- **Travail demandé**
D'après l'entretien avec Jean-Luc Garcia, à quel mois et en quelle année a-t-il commencé sa formation de gendarme ?

____ Extrait fourni

Jean-Luc Garcia,  l'ex-hippie devenu gendarme

Soft Secrets
14 Oct 2015

INTERVIEW


INTERVIEW

Un gendarme dans Soft Secrets ! Beaucoup d'entre nous ont eu une mauvaise expérience avec les forces de l'ordre et gardent une image plutôt négative de cette corporation. Mais Jean-Luc Garcia est un cas à part. Cet ex-gendarme, consommateur de cannabis et partisan de la légalisation, avait déjà fait parler de lui dans les médias en 2012 en publiant une lettre ouverte au président Hollande. Il l'était à l'époque encore en activité et sont statut l'avait obligé à garder l'anonymat. Aujourd'hui à la retraite, Jean-Luc Garcia peut enfin dévoiler son identité. Il a récemment envoyé une deuxième lettre à François Hollande, toujours pour demander la légalisation du cannabis.

Soft Secrets France : Pourrais-tu expliquer à nos lecteurs ce qui t'a donné envie de devenir gendarme ?

Tout d'abord, je veux vous remercier de me laisser me présenter brièvement et m'exprimer dans Soft Secrets sur la légalisation du cannabis en France et sur l'autoproduction individuelle ou associative telle que je l'imagine et la souhaite depuis bien longtemps. Bien entendu, j'exprime ici une opinion personnelle qui ne reflète en rien la position de la gendarmerie sur le sujet. J'espère toutefois que mon témoignage, si possible joint à beaucoup d'autres, sera de nature à faire évoluer l'opinion publique sur le cannabis.

La gendarmerie est une institution qui m'était totalement inconnue. J'avais en revanche une petite expérience militaire puisqu'à mon époque le service obligatoire était encore en vigueur. Vers 35 ans, marié, un enfant, j'ai été licencié économique suite à la faillite de la petite entreprise dans laquelle je travaillais. Je décidai alors de rentrer dans l'administration - n'importe laquelle de préférence - espérant ainsi pouvoir sereinement assumer mes responsabilités familiales. Par le plus grand des hasard, j'ai eu l'occasion d'entrer dans une brigade de gendarmerie et d'y apercevoir l'affichage concernant le recrutement. En 1993 : minitel 3614 code gendarme. Ensuite, ça a suivi son cours : je passe le concours, ma candidature est agréée, j'entame ma formation en décembre 1994, soit trois mois avant l'âge limite de 36 ans.

________
____ Données fournies

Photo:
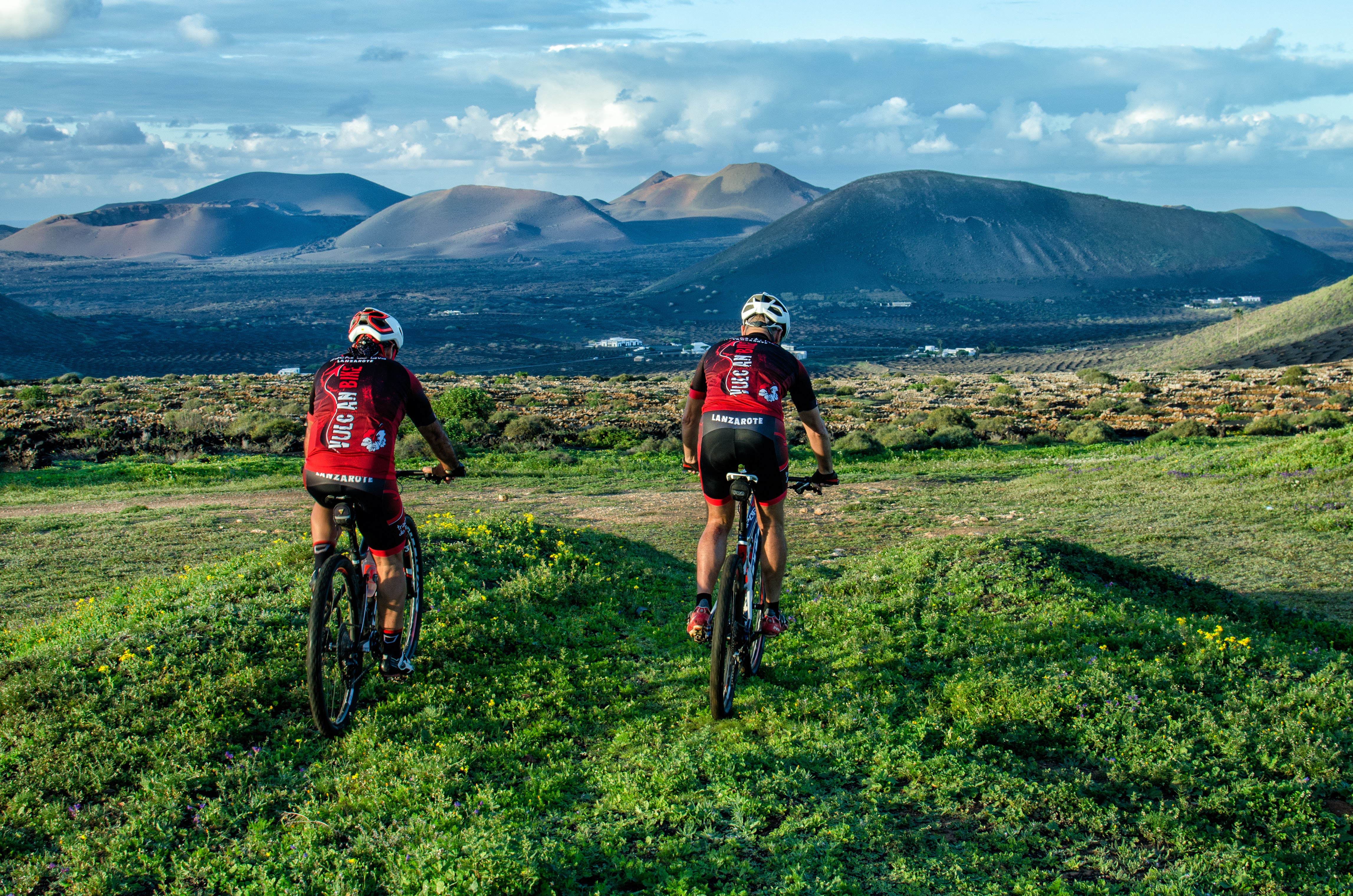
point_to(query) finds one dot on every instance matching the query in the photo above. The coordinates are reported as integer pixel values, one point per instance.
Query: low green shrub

________
____ Données fournies

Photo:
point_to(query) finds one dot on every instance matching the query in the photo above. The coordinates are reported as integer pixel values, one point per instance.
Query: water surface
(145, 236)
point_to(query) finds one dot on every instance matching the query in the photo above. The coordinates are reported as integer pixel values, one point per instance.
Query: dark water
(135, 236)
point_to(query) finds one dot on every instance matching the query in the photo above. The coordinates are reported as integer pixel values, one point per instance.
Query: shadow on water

________
____ Données fournies

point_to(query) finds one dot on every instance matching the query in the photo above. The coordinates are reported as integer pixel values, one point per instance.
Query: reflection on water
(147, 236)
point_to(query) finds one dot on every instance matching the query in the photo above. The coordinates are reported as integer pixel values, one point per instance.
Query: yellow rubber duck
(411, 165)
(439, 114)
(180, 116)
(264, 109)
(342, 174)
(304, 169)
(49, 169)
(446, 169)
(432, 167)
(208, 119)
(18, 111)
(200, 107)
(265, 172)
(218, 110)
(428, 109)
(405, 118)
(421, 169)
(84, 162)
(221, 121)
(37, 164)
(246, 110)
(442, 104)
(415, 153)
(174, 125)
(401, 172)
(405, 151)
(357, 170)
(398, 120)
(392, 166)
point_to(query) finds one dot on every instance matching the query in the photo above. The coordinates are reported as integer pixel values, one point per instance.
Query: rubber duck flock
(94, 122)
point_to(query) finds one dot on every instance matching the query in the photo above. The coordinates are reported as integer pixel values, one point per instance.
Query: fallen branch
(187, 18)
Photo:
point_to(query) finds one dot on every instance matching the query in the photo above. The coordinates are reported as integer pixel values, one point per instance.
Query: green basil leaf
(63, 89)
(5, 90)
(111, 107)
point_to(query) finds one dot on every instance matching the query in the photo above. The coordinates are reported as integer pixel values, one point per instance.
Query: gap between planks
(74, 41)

________

- **Réponse**
En décembre 1994.